### Activity
Output the entries that follow character for character. Leave every image out.

### Provided information
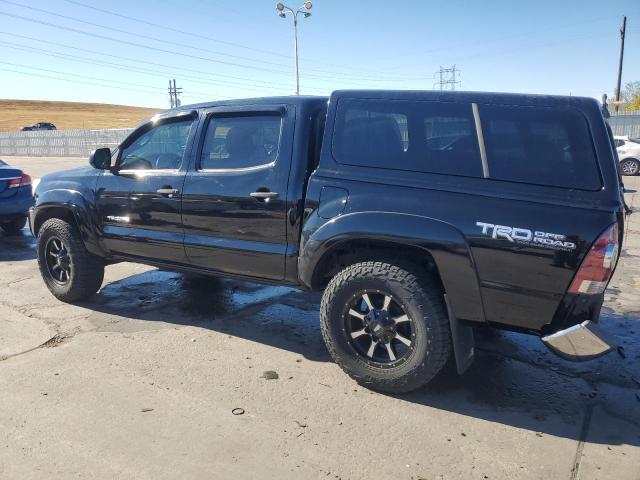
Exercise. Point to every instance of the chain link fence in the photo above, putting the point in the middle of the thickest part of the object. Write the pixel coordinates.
(60, 143)
(625, 123)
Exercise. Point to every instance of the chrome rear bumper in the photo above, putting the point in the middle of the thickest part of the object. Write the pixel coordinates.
(579, 343)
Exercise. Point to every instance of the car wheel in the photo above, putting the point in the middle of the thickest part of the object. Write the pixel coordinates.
(70, 272)
(15, 226)
(630, 166)
(385, 326)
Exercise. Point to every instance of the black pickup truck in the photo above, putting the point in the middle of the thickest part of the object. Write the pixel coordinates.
(419, 214)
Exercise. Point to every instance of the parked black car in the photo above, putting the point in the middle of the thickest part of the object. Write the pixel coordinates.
(39, 126)
(15, 198)
(419, 214)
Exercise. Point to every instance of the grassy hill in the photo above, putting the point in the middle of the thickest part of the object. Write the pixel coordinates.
(15, 114)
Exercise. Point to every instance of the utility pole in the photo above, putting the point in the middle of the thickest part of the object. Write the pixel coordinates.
(283, 11)
(623, 32)
(174, 100)
(448, 80)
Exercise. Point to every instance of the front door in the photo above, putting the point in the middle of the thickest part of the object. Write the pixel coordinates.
(140, 201)
(235, 199)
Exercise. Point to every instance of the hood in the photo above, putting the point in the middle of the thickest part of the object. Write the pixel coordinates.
(68, 179)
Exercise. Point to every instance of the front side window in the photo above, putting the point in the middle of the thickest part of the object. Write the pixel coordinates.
(241, 141)
(160, 148)
(430, 137)
(539, 145)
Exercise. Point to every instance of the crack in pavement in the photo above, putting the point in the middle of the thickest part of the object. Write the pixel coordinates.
(583, 436)
(57, 340)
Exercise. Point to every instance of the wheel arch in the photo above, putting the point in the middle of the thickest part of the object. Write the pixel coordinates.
(69, 206)
(431, 244)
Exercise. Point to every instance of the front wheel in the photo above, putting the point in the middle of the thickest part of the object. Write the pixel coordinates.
(70, 272)
(630, 166)
(15, 226)
(385, 326)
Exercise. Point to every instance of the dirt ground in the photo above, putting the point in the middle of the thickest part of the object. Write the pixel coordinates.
(142, 382)
(15, 114)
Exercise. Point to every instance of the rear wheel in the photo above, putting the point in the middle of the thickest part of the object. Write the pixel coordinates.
(386, 326)
(15, 226)
(70, 272)
(630, 166)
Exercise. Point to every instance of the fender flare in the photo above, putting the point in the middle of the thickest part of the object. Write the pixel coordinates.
(81, 209)
(444, 242)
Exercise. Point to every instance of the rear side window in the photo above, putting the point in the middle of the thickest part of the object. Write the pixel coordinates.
(241, 141)
(431, 137)
(543, 146)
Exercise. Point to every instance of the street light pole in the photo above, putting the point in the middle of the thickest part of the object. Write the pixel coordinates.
(284, 11)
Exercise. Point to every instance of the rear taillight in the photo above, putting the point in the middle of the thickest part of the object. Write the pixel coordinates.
(23, 181)
(597, 267)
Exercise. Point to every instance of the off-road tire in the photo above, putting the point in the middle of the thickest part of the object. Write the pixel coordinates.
(15, 226)
(423, 299)
(87, 270)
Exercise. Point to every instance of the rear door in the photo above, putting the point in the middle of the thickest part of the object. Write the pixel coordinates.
(234, 205)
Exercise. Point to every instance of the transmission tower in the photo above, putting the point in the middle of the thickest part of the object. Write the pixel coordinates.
(174, 100)
(448, 78)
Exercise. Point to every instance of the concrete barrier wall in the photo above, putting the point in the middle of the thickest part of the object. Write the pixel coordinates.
(625, 124)
(63, 143)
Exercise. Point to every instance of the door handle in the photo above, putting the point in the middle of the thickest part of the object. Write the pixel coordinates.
(264, 195)
(169, 192)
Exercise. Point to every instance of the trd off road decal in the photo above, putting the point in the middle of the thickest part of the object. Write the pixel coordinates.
(554, 241)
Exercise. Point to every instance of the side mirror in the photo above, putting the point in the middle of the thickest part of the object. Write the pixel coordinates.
(101, 159)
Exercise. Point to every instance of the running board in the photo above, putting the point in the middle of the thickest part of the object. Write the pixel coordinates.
(579, 343)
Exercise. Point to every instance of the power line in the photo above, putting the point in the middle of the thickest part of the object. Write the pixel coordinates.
(326, 75)
(206, 37)
(447, 78)
(177, 30)
(174, 94)
(120, 67)
(135, 60)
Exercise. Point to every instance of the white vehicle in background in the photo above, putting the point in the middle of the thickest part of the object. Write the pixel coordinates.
(629, 154)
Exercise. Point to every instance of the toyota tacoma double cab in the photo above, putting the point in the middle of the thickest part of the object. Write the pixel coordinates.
(420, 215)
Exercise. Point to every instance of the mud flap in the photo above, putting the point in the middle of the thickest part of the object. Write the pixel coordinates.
(463, 342)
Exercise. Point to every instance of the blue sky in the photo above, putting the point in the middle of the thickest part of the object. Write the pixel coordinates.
(70, 50)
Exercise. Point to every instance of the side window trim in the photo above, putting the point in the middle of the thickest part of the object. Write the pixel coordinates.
(479, 128)
(481, 145)
(148, 126)
(246, 111)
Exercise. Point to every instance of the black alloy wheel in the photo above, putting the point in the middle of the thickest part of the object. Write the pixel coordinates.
(378, 328)
(58, 261)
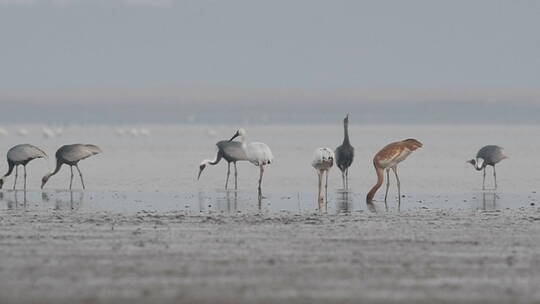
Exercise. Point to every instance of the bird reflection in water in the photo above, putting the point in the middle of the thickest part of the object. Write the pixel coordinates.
(12, 200)
(227, 201)
(64, 200)
(344, 201)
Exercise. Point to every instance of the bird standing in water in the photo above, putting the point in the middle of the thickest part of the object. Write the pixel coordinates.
(323, 160)
(21, 155)
(232, 152)
(488, 156)
(345, 154)
(257, 153)
(71, 155)
(388, 158)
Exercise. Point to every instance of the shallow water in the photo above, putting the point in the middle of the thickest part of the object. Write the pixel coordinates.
(157, 172)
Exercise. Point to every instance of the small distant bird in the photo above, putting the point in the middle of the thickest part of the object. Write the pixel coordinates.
(21, 155)
(488, 156)
(388, 158)
(323, 160)
(232, 152)
(71, 155)
(257, 153)
(345, 154)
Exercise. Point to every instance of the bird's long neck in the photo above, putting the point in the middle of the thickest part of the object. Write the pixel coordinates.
(216, 160)
(380, 179)
(10, 169)
(345, 133)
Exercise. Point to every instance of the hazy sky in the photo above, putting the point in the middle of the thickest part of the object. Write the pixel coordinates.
(117, 49)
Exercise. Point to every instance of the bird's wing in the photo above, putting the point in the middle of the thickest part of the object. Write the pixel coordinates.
(492, 154)
(73, 153)
(25, 152)
(233, 149)
(323, 158)
(259, 153)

### Exercise output
Exercise. Point to every instance of the chain link fence in the photo above, putting the point in the middle of the thickest part of the object. Write the pixel coordinates.
(60, 143)
(625, 123)
Exercise. Point to every instance of the chrome rear bumper in the photo above, putting the point in the middle of the thickest part of the object. Write the pixel coordinates.
(579, 343)
Exercise. Point to every instance of the car wheel in the photo above, putting the point in the middle of the thickest part of the object. Write the pixel coordinates.
(70, 272)
(15, 226)
(630, 166)
(385, 326)
Exercise. Point to every instance of the black pickup truck in the photo above, putting the point in the middle of the thickest part of the object. Write the pixel coordinates.
(419, 214)
Exercise. Point to every instance of the parked black car in the photo above, putting the point in the middle of the thickest part of the object. Write the pixel coordinates.
(39, 126)
(15, 198)
(419, 214)
Exercise. Point to every instance of the grassy hill in the photo above, putting the point in the middle of the thickest part of the object. Write the pixel coordinates.
(15, 114)
Exercise. Point to every instance of the utility pole in the photo above, putting the point in the middle of the thickest part of the object. Write the pixel coordinates.
(283, 11)
(623, 32)
(174, 100)
(448, 80)
Exercise. Point to every instance of the front door in the photo above, putting the point in the middle of the thickest part of the object. Write the pixel coordinates.
(140, 201)
(235, 199)
Exercise. Point to every instance of the hood in the photo above, putting the point in the middle of the thickest part of the object. Write the pixel coordinates.
(68, 179)
Exercise. Point to every instance of the front side window in the photo above, putting the point in the middle of the thickest part of the object. Write the pixel coordinates.
(241, 141)
(160, 148)
(430, 137)
(539, 145)
Exercise. Point to every instance of the crack in pavement in the photo above, putting the point in the middle of the thickest part of the object. Write the pixel coordinates.
(583, 436)
(57, 340)
Exercise. Point to every instance of the wheel arch in the photo above, putting the point in the middle of the thickest part of the object. Write the pixel coordinates.
(69, 206)
(431, 244)
Exercise. Point to every instance of the front wheel in the photo above, putting the point in the middle of the thickest part of the object. Write the pixel coordinates.
(70, 272)
(630, 166)
(15, 226)
(385, 326)
Exercise. Point to every instance of the dirt ground in the photo above, putting the point in the middle of the thickest part of the object. Write the pixel coordinates.
(142, 382)
(15, 114)
Exercise. Point to every instance of the rear wheel in the photo above, putting the point in the middle of the thickest part of the object. Write the pixel coordinates.
(386, 326)
(15, 226)
(70, 272)
(630, 166)
Exercise. Point to every instance of the fender flare in the photo above, putting the point in the middle of the thickest part of the object. Write the pixel coordinates.
(81, 209)
(444, 242)
Exercise. Point to every instance of the rear side window in the photo above, putting the point in the middle of the thickest part of the object. Write the pixel coordinates.
(241, 141)
(431, 137)
(543, 146)
Exercise. Point to every instance of the street light pole in the photo above, putting the point in the middle of the thickest part of the object. Write the pixel coordinates.
(284, 11)
Exercise. Point to every instance of the rear taillight in the photo above, putting the point in the middle of the thickest part of the object. Write the pixel coordinates.
(23, 181)
(597, 267)
Exercise. Point to every instance of the off-road tire in the photo above, putting the point in the middle of the thickest part of the object. Write the pixel coordinates.
(15, 226)
(423, 299)
(87, 270)
Exercise. Point to every instance of the rear door in the photo above, putting the point in the middle of the thickest part of the object. Write the pixel coordinates.
(234, 205)
Exercise. Point to every instance of the transmission tower in the photo above, putting the point in the middle of the thickest part of the object. Write the pixel coordinates.
(174, 100)
(448, 78)
Exercise. Point to every instance of the concrete barrier wall in the photo above, putting the point in the middle of the thickest part of the object. Write the pixel coordinates.
(625, 124)
(63, 143)
Exercise. Point to every instance of the door handle in the photo above, putting the point in the middle of the thickest part of the object. Write the pixel coordinates.
(264, 195)
(169, 192)
Exercise. Point to every instance of the trd off road decal in the photo above, putting the point in the middle of the thickest part of the object. Write the pixel coordinates.
(554, 241)
Exercise. Point to every instance of the side mirror in the photo above, putting the point in the middle of the thickest part of the object. Write the pixel coordinates.
(101, 159)
Exercise. Point to every instance of the running board in the photo above, putting the point in the middle of the thickest part of the object. Write the pixel coordinates.
(579, 343)
Exercise. Point to every instance of the power line in the photo above, putting the point in the middle of the thickest part of the object. Write the pixel coordinates.
(326, 75)
(206, 37)
(447, 78)
(177, 30)
(174, 94)
(120, 67)
(135, 60)
Exercise. Point to every instance of the white vehicle in background in the photo above, putting the point in the middle of the thickest part of the object. Write the pixel coordinates.
(629, 154)
Exercise. Point to every instance of the toyota tacoma double cab in the photo above, putting the point in the middle of the thickest part of the object. Write the pixel coordinates.
(420, 215)
Exercise. Point to every instance of the mud flap in the photo above, putting the point in the middle of the thickest part of the object. Write the pixel coordinates.
(463, 342)
Exercise. Point to every instance of the blue sky in the photo above, putting the point in the middle of the thickest part of the object. Write the pixel coordinates.
(70, 50)
Exercise. Point to every instance of the side window trim in the photo above, putting the point in the middle of the thickest part of the object. Write the pixel coordinates.
(479, 128)
(481, 145)
(148, 126)
(246, 111)
Exercise. Point to every instance of the black alloy wheel in the photo above, putting the point in the middle of the thickest part of the object. Write the pixel coordinates.
(378, 328)
(58, 261)
Exercise. Point to every instance of the bird reflection in water in the photo above, putting the point in the middle of the thickest part of the object. Write the pixel coordinates.
(12, 200)
(227, 201)
(64, 200)
(344, 201)
Exercise. Point to every instance of the bird standing in water in the photo above, putting the point in the middle of the thickest part of the object. Write the pixel coordinates.
(323, 160)
(21, 155)
(232, 152)
(488, 156)
(345, 154)
(257, 153)
(71, 155)
(388, 158)
Exercise. Point to every instance of the shallow water in the photo above, putting the point in the middle of the thickest part of the object. Write the pixel coordinates.
(157, 172)
Exercise. Point to every instance of the small distant bird in the photo above, putting the point in the middle of the thickest part of the object. Write the pixel coordinates.
(21, 155)
(488, 156)
(388, 158)
(323, 160)
(232, 152)
(71, 155)
(257, 153)
(345, 154)
Exercise. Point to every instance of the bird's long neck in the photo above, putting the point in the middle of the thickest part of the object. Write the pixel coordinates.
(216, 160)
(380, 179)
(10, 169)
(345, 133)
Exercise. Point to every instance of the hazy sky in the photo above, putting the point in the middle of the thickest part of the object. Write the pixel coordinates.
(117, 49)
Exercise. Point to every instance of the bird's wing in the photo above, putting the point in the middle of the thickest part of the object. Write the pixel coordinates.
(492, 154)
(73, 153)
(25, 152)
(233, 149)
(323, 158)
(259, 153)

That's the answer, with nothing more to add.